- **EXCERPTED PASSAGE**
** Begin **

So, for example, using just MLflow, we looked into using MLflow in combination with SageMaker. We also looked at Seldon, and we also considered doing it ourselves. However, we settled with BentoML framework for the following reason. First, it’s working quite with MLflow models. So actually, we help adding some documentation on BentoML to show how we can take a MLflow model and put it in BentoML. We also have some open API specification, which is an open standard and widely used in our company. So, this allows our engineer to quickly see the API specification of the service in a nice UI.
Also, we can package multiple models together. This is quite useful for A/B test. Indeed, performance is always proven online, and so, we are constantly testing new models. And having two models packed together reduced the complexity of the overall service. Then, we also are able to have quite some customization for the Docker image and the dependencies, which are quite nice, especially for the Datadogs alerting that we’re using, and also the logs that we can send to Kibana.
And finally, last but not least, it’s also easy for pre and post-processing capabilities. The framework make it very easy for a data scientist to add this kind of capabilities, and we need it for some business logic. So now I will present some code snippets, and we’ll show how we can load a model from MLflow to BentoML and also show how easy it is for the pre and post-processing capabilities.
So, imagine that you have an iris classifier prediction which is trying to predict the type of iris, based on some flower measurements. This is a very classic data set of scikit-learn. And we have the model already stored in MLflow, and we want to create online service using BentoML. So, we’ll need two file; one file to be able to load the model from MLflow to BentoML, and a second one to define the BentoML service. So, on the first one, you will need to load the MLflow model, then you can create an object from the BentoML class and pack the model in the class, and finally save it. And that’s it.
On the right, we have the BentoML serve. So, here, we specify where the model will be saved, and then we can create a method for predictions here just a predict. And BentoML will basically transform this method into a route in the service. And so, basically, what the data scientists have to is get a data frame and should return a list of prediction, and for that it can use the model that have been saved into the artifacts subdomain. And that’s it. So, data scientists can easily define the functions or functions he needs for his application and expose them in the web service. And so, then, the data scientist is not owning the full cycle from the training to the serving of its model.

Jean Machado: Let’s go to our demo, then get hands-on with example of setting up a project. So, the goal here is to start from, actually, nothing to set up a new service, make automatic train, and automatic setup production live inference endpoint. So, we start with our Jinja dev tool we mentioned before, it has this command to bootstrap our project, and the tool can bootstrap many different kinds of types of projects. Here we pass our ML service as it is optimized for doing ML. we say the team that is owner of the service and some other details around where to store the Docker images, and we give it a name, so let’s call it Demo Iris.
And let’s see, it is setting up our infrastructure now. It will ask us a set of questions, and we can customize here the module name of our Python application. Let’s not change this. Here it’s asking us if we want a live inference service rather than a batch inference one, that’s the case now. And some other information that you can leave as default, including the location of the MLflow service. So, given these information, it can starts doing the job, and it will create not only the files locally, it will create a GitHub repository for us, and the whole AWS infrastructure necessary to run this service. So, it will take some time until everything is in place, around two to three minutes. We’re going to pause here and resume when it finishes.
So, our pipeline finished. Many steps happen, there is some log ins with details of information, and let’s proceed to check the files. So, let’s enter Demo Iris, our new repo that was created by the command. And here we can see that there is a project setted up for us with many different files. Right now, the files are in Git but not committed. Let’s commit them and send them upstream so we can start the Gitflow process and get the build running while we explore a bit more the project.

** End **

- **SOURCE EXCERPT**
** Begin **

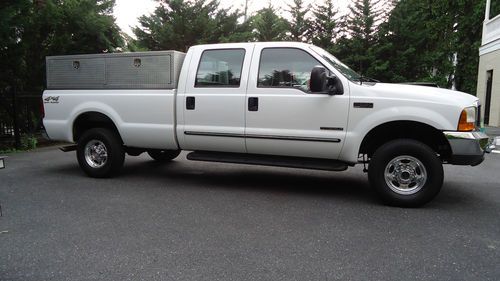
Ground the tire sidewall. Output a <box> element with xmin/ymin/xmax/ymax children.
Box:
<box><xmin>368</xmin><ymin>139</ymin><xmax>443</xmax><ymax>207</ymax></box>
<box><xmin>77</xmin><ymin>128</ymin><xmax>125</xmax><ymax>178</ymax></box>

** End **

- **REQUIRED TASK**
According to the model-serving passage, which framework did the team choose after considering MLflow with SageMaker, Seldon, and a solution of their own? The data were drawn from a separate source unrelated to the passage.

- **SOLUTION FOR THIS EXERCISE**
The team chose the BentoML framework.